> **WHAT THIS EXERCISE ASKS**:
(A) Translate this sentence from the passage on Littelfuse's automotive business into Spanish: "Our PolySwitch product line continues to be well received by customers, resulting in several new business wins during the quarter."
(B) Render every line of the entries that follow the Littelfuse passage as a Markdown table with the columns Row and Entry line, skipping any blank lines.

These subminiature fuses are designed to protect more circuits while utilizing less space.
As we discussed last quarter, there is increasing focus among global OEMs on 48-volt systems.
This provides excellent growth opportunities for Littelfuse, and we are continuing our design-in activities with customers.
In sensors, we won new business with a leading Chinese manufacturer of dual-clutch transmissions and with a North America automaker for our seatbelt buckle sensors.
Additionally, we secured a new business win with our powertrain sensor with a North American OEM that will strengthen our position in hybrid and electric vehicles.
Our PolySwitch product line continues to be well received by customers, resulting in several new business wins during the quarter.
Another win in Japan with Mazda is for a customized PTC for the front and rear window lift motors in the new Mazda 2. We also won new business for our low-profile PTC for applications in Audi, Renault and Ford vehicles.

> **DATA FOR THE TASK**:

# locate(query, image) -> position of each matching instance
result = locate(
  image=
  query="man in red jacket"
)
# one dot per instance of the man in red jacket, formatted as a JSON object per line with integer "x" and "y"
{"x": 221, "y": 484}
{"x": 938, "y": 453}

> **TASK-BY-TASK ANSWERS**:
(A) Nuestra línea de productos PolySwitch sigue teniendo una buena acogida entre los clientes, lo que se tradujo en varios negocios nuevos obtenidos durante el trimestre.

(B)
| Row | Entry line |
|---|---|
| 1 | # locate(query, image) -> position of each matching instance |
| 2 | result = locate( |
| 3 |   image= |
| 4 |   query="man in red jacket" |
| 5 | ) |
| 6 | # one dot per instance of the man in red jacket, formatted as a JSON object per line with integer "x" and "y" |
| 7 | {"x": 221, "y": 484} |
| 8 | {"x": 938, "y": 453} |